» **ARBEITSAUFTRAG**
Welchen Namen trägt laut dem Seitentext die neue, kostenlose Augmented-Reality-App der KZ-Gedenkstätte Dachau?

» **SEITENTEXT**
Die KZ-Gedenkstätte Dachau bietet Besucher*innen jetzt die neue, kostenlose Augmented-Reality-App "ARt" – dabei werden die realen Eindrücke vor Ort um computergesteuerte Zusatzinformationen erweitert. Nicht zum ersten Mal nutzt damit die Gedenkstätte modernste Augmented-Reality-Technik für die Vermittlung der Geschichte. Im Sonntagsblatt-Interview erklären Dr. Elisabeth Fink und Nicole Steng von der KZ-Gedenkstätte Dachau, was ihnen bei der Erinnerungsarbeit wichtig ist – und wie moderne Technologien dabei helfen können.

Hat sich die Reaktion der Besucher auf das Museum und das Gelände im Laufe der Zeit verändert? Sieht man einen Unterschied zwischen den Reaktionen von jungen Leuten, die den Zweiten Weltkrieg nur aus der Schule kennen, und Älteren, die vielleicht eher auch noch persönliche Erfahrungen damit verbinden?

» **DATENSÄTZE**

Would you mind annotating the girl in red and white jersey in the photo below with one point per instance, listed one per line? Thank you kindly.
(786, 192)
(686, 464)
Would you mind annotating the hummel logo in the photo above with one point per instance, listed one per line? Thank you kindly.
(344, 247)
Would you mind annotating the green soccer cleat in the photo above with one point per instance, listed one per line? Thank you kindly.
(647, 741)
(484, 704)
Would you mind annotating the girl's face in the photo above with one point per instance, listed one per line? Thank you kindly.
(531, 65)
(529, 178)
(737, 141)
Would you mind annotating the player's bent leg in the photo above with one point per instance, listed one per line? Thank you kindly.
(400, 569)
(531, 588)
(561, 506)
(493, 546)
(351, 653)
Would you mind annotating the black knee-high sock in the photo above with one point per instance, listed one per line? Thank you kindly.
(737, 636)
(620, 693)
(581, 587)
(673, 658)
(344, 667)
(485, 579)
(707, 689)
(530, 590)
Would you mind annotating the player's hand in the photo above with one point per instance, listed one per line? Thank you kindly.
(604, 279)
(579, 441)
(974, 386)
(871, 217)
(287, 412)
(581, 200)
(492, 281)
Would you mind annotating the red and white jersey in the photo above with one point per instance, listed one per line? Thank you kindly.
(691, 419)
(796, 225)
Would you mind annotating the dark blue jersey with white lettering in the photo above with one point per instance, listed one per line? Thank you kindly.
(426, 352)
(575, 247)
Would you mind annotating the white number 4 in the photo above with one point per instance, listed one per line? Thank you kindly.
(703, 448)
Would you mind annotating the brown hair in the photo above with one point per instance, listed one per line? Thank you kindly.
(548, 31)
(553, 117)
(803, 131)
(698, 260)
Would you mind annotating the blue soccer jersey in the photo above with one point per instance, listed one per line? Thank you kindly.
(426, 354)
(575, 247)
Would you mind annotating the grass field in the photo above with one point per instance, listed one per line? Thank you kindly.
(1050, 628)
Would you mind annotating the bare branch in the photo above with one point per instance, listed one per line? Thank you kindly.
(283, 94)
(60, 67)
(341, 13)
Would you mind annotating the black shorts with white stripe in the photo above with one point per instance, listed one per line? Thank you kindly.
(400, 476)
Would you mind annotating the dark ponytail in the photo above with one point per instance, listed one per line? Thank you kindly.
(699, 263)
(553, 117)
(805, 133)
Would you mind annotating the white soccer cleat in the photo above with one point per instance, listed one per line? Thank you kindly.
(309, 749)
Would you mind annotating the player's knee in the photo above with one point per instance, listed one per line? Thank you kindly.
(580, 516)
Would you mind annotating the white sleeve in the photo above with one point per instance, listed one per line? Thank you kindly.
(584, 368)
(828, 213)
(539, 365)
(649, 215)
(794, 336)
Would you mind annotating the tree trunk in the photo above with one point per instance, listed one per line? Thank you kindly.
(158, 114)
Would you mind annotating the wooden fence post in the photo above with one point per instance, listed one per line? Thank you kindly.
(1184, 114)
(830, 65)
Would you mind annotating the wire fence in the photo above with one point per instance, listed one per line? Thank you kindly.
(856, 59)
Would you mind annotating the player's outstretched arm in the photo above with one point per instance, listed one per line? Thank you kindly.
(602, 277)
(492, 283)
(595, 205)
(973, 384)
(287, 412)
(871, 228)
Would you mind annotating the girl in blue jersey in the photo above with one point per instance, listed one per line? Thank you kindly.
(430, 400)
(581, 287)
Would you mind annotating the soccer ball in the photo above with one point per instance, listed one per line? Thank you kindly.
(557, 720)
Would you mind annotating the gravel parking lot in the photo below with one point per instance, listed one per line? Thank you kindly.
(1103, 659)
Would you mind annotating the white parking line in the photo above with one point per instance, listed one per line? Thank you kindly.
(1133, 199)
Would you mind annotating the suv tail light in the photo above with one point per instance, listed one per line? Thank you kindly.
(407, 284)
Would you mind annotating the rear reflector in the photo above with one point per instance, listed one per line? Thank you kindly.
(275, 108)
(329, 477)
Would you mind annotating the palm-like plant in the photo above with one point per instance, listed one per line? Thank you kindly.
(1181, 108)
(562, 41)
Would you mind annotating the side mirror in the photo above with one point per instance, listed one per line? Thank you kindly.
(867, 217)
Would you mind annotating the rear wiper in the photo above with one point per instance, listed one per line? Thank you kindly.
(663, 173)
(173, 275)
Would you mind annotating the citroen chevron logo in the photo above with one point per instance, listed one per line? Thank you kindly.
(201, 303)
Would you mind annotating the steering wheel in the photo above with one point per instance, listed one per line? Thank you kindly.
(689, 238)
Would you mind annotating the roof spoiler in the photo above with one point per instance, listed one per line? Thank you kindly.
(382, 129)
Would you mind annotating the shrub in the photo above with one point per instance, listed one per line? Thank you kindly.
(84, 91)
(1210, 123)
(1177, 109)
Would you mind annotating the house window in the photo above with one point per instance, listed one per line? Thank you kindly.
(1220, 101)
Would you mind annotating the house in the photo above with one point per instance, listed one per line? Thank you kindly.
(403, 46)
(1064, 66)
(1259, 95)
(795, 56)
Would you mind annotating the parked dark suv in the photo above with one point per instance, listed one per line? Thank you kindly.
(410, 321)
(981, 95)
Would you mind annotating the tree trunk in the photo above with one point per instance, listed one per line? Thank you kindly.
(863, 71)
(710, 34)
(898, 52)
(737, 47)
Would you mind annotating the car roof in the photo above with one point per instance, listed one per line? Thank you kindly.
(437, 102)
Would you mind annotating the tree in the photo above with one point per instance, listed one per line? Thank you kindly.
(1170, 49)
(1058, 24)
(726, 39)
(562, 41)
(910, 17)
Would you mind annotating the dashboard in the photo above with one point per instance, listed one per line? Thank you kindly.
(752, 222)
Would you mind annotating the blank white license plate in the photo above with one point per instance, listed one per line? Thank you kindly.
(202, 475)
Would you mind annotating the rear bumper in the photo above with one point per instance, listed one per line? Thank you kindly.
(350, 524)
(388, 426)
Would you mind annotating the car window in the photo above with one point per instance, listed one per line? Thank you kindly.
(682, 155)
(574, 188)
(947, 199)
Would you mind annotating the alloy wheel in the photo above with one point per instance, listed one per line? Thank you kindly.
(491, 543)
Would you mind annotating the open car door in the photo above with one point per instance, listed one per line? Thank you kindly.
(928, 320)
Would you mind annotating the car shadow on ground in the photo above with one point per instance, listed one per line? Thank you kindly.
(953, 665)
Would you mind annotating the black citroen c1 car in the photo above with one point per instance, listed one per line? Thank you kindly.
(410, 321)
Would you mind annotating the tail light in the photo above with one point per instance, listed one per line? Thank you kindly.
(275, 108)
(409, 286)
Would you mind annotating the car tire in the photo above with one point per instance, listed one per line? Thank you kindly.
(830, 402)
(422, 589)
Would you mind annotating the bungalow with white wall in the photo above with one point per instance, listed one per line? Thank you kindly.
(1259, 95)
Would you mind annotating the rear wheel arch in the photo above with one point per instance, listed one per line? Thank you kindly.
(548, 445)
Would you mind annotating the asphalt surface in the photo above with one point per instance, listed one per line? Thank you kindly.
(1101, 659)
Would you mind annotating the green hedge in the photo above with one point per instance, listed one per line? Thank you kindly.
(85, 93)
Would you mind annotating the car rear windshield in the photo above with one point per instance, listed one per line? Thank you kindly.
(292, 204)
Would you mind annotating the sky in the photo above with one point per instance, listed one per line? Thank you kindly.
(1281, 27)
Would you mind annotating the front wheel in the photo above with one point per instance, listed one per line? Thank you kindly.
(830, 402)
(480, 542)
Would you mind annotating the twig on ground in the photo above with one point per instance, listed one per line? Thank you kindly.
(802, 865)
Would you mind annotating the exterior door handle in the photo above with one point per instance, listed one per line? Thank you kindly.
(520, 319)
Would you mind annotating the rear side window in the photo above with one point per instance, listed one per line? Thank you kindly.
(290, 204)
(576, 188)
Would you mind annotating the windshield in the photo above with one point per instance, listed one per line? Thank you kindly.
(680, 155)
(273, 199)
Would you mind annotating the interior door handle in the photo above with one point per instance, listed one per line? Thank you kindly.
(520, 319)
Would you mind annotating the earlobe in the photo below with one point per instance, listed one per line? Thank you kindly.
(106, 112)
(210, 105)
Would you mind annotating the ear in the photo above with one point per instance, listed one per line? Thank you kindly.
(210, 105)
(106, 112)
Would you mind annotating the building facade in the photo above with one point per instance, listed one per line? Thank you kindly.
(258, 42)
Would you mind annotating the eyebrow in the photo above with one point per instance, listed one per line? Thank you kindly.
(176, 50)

» **LÖSUNG**
Die App heißt „ARt“.